Make an exact copy of the records that follow, with each picture omitted.

Stored data:
>>>

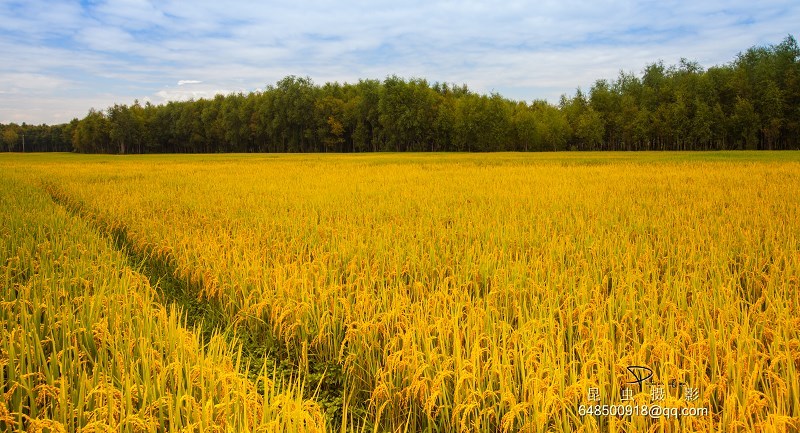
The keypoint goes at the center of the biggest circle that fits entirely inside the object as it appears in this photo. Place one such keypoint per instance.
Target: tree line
(752, 102)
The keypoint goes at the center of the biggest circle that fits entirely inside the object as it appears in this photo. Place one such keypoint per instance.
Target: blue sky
(60, 58)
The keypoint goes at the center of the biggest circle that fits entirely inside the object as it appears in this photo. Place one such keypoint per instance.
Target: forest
(753, 102)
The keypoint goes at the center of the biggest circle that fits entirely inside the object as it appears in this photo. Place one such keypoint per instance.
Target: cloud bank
(63, 57)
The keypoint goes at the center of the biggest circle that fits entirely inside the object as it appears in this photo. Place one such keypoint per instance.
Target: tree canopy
(752, 102)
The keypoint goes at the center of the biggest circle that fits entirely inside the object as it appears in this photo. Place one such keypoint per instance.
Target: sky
(58, 59)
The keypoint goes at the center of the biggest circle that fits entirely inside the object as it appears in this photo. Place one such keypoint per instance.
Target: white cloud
(118, 50)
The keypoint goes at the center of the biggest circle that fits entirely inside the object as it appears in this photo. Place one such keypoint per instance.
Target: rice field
(440, 292)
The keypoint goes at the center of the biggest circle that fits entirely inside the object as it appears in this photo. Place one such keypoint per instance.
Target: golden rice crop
(484, 292)
(85, 347)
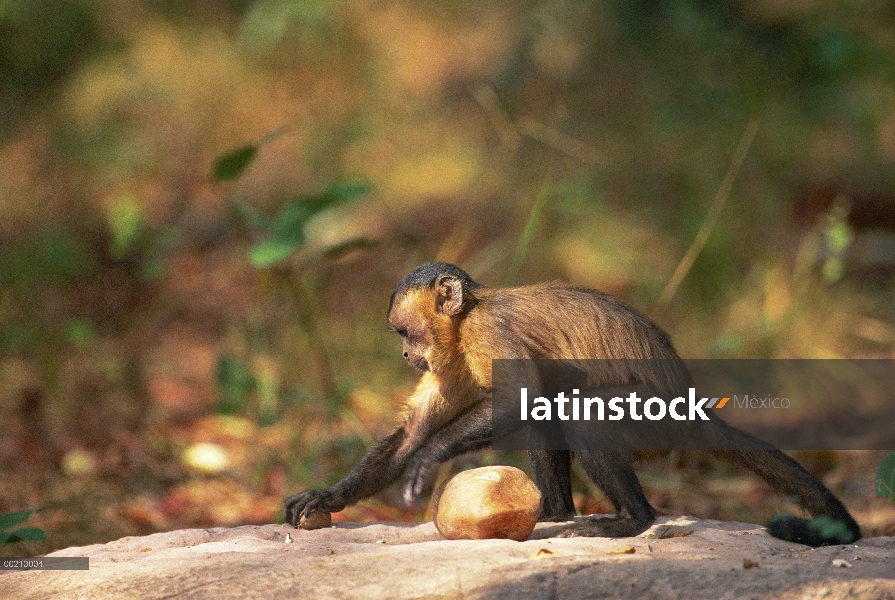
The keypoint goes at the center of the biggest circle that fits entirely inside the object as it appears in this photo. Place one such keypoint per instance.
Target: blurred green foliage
(885, 478)
(24, 534)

<<<

Exercise result:
The keypoint goes at the center of the biggest circle that fits entirely inside the object as it appears in this photo. Place one such keypoint per instance.
Target: tree line
(752, 102)
The keypoint goes at the center of the biggest circle that fits entirely inside the object as it appears in this photo. Place one such keypoint per instance.
Target: blue sky
(60, 58)
The keypoint goes at the center of the biggest circle that fits entirely inside the object as it appears in this photo. Place one such keypoint per instance.
Target: forest
(753, 102)
The keypoint goes at the center of the biggest circle that fits entirely inside the object as it appears in this photo. Place one such keypoint per instance.
Target: cloud bank
(63, 57)
The keypoint goes at the center of the biggest circle that fits entirely inside the object as it appears in this photo. Place one such keypoint per instance.
Target: tree canopy
(752, 102)
The keypoint goes at the center of the biggest circle that fits entirely inside the object as it appears in this photo. Place one such keypoint per instance.
Target: sky
(58, 59)
The keypoint goes at the center of the biggest circle that fits entirely inside the object as it appears in this photo. Place one such keypoint per instance.
Target: white cloud
(118, 50)
The keypoint goes at the center of the biggest circle that fits entirely inside the object as it appears in this photo. Place one such keypoint per instance.
Target: rice field
(440, 292)
The keypoint goes at the center of the biggest circle that fits entirely inside the object as it appears in this photo. Place one such keypoint per instance.
Target: golden rice crop
(484, 292)
(85, 347)
The keypoint goes at the center of the biggest circle that fits entirely inside the object as it appears in this photo. Place one such keypoint per instance.
Target: blurred green foliage
(885, 478)
(24, 534)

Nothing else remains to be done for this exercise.